##### Data shown
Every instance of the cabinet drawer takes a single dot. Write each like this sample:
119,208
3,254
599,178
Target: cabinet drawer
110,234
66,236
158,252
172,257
##########
> **What needs to be done**: Rewrite every line of the entries above, requests included, and multiply each coordinate in the answers by 0.7, rounding to whole numbers with halves going up. Keep the sample coordinates in the requests as they are.

> **Problem solution**:
Every instance of the cabinet drawer takes a single dot. Write each like this sample:
119,208
3,254
599,178
Target: cabinet drawer
77,164
46,165
111,176
120,180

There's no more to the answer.